→ **TEXTE EXTRAIT**:
Dès lors, la Suisse a créé la Commission fédérale des professions médicales, appelée MEBEKO, pour évaluer si les diplômes étrangers sont assimilables au diplôme fédéral de médecin. Mais la Suisse se montre particulièrement docile lorsqu’il s’agit de reconnaître un diplôme étranger. Si les critères pour les spécialisations diffèrent clairement d’un pays à l’autre, la Suisse semble se montrer peu regardante face au diplôme présenté. Comment justifier par exemple qu’un médecin généraliste français, dont la formation post-graduée dure deux ans non prolongeables, soit considéré au même titre que nos médecins FMH qui ont été formés pendant au moins cinq ans? On est proche de la concurrence déloyale. Il y a également des problèmes d’équivalence avec l’Italie et ses spécialistes. Nous ressemblons à de gentils élèves de l’Union européenne, prêts à ouvrir grandes les portes.

→ **LISTE DES TÂCHES**:
**A)** Réécrivez sous forme de liste le paragraphe du texte sur la reconnaissance des diplômes médicaux étrangers en Suisse qui commence par « Dès lors, la Suisse a créé », en conservant ses faits principaux.
**B)** Poursuivez le texte sur la reconnaissance des diplômes médicaux étrangers en Suisse à la suite de sa dernière phrase.

→ **JEU DE DONNÉES**:
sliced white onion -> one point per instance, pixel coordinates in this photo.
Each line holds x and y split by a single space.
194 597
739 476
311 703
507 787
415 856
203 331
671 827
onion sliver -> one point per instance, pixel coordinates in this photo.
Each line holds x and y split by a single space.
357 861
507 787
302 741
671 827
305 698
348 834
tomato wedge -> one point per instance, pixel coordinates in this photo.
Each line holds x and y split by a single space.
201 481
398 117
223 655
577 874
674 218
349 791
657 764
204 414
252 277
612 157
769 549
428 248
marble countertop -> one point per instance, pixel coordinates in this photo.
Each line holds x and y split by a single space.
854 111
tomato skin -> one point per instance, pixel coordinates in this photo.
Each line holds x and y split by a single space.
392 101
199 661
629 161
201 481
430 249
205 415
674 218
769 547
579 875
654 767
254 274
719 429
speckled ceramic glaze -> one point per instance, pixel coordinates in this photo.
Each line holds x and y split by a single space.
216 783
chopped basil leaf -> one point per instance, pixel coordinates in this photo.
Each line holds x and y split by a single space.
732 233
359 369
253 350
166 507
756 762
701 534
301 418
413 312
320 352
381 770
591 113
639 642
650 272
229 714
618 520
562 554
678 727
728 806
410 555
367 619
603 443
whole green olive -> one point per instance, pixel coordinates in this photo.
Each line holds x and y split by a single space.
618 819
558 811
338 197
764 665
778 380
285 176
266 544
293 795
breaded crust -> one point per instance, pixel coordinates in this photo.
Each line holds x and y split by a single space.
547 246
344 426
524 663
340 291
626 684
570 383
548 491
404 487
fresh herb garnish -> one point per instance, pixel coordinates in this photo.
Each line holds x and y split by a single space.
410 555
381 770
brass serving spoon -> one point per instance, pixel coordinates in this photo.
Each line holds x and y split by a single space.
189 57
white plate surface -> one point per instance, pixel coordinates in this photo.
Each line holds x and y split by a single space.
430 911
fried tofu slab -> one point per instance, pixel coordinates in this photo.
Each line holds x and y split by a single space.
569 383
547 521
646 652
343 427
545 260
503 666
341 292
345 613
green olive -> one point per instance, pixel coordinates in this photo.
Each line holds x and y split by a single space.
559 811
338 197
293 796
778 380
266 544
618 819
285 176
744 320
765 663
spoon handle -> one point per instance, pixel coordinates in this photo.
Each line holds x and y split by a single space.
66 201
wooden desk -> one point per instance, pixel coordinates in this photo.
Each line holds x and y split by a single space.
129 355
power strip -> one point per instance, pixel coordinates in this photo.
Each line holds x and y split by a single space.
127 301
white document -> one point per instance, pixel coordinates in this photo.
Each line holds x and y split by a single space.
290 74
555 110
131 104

→ **RÉSULTATS ATTENDUS**:
**A)**
- La Suisse a créé la Commission fédérale des professions médicales (MEBEKO) pour évaluer si les diplômes étrangers sont assimilables au diplôme fédéral de médecin.
- La Suisse se montre particulièrement docile et peu regardante dans la reconnaissance des diplômes étrangers, alors que les critères de spécialisation diffèrent clairement d'un pays à l'autre.
- Un médecin généraliste français, dont la formation post-graduée dure deux ans non prolongeables, est considéré au même titre que les médecins FMH, formés pendant au moins cinq ans, ce qui est proche de la concurrence déloyale.
- Des problèmes d'équivalence existent aussi avec l'Italie et ses spécialistes.
- La Suisse ressemble à un gentil élève de l'Union européenne, prêt à ouvrir grandes les portes.

**B)**
Si le MEBEKO donne son accord, le canton est amené à délivrer une autorisation de pratiquer. Mais cela ne signifie pas pour autant que les actes du médecin puissent être remboursés. Il faut encore obtenir le droit de facturer aux assurances-maladies.

Pour cela, les services du médecin cantonal doivent vérifier au préalable que le candidat a bien travaillé trois ans au moins dans des hôpitaux suisses (demande de la FMH dans ses critères de qualité, 2013). C’est ensuite seulement que la demande est examinée à la lumière de la clause du besoin. Si celle-ci est respectée, le candidat obtient alors un code de facturation à la charge de la LAMal. Ainsi, la situation actuelle freine l’installation de nouveaux médecins issus de ce que l’on peut presque appeler une sorte d’immigration de réfugiés économiques européens!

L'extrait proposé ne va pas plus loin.